## Work request
Duplicate the following passage from the surgical technologist text verbatim, from "Typically surgical technologists" to "the first surgery.".

## Document text

Surgical Technologist Information
Surgical technologists are healthcare professionals very few patients remember encountering. This is because surgical technologists only see patients immediately before they are put under anesthesia for surgery. Although this is not a highly visible profession, the importance of the role surgical technologists play preparing for and assisting the physician in surgery cannot be underestimated. Let’s explore this exciting profession further.
What does the field of surgical technology entail?
To put it simply, surgical technologists assist surgeons during surgical procedures. These professionals work under the supervision of the surgeon to ensure that all the sterile and non-sterile equipment function properly. Surgical technologists also possess expertise in the application of sterile techniques and combine that knowledge with understanding the human anatomy, physiology and surgical procedures in order to facilitate the surgeon’s performance. Learn more about surgical technologist training.
What does a day look like for a surgical technologist?
Typically surgical technologists may start their days with a morning meeting to review the schedule with other members of the surgical team. At this meeting any scheduling changes will be discussed, as well as any patients who have existing medical complications or diseases. Sometimes individuals have an infection but the surgery cannot be postponed. It is important to discuss these cases ahead of time so the surgical team is prepared for any complications that may arise. Following the morning meeting, the surgical technologist prepares for what is referred to as the “first cut of the day,” meaning the first surgery.

## Provided material
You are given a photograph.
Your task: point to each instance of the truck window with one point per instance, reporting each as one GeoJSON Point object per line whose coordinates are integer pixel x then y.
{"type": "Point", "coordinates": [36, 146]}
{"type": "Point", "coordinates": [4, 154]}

## Result of the exercise
Typically surgical technologists may start their days with a morning meeting to review the schedule with other members of the surgical team. At this meeting any scheduling changes will be discussed, as well as any patients who have existing medical complications or diseases. Sometimes individuals have an infection but the surgery cannot be postponed. It is important to discuss these cases ahead of time so the surgical team is prepared for any complications that may arise. Following the morning meeting, the surgical technologist prepares for what is referred to as the “first cut of the day,” meaning the first surgery.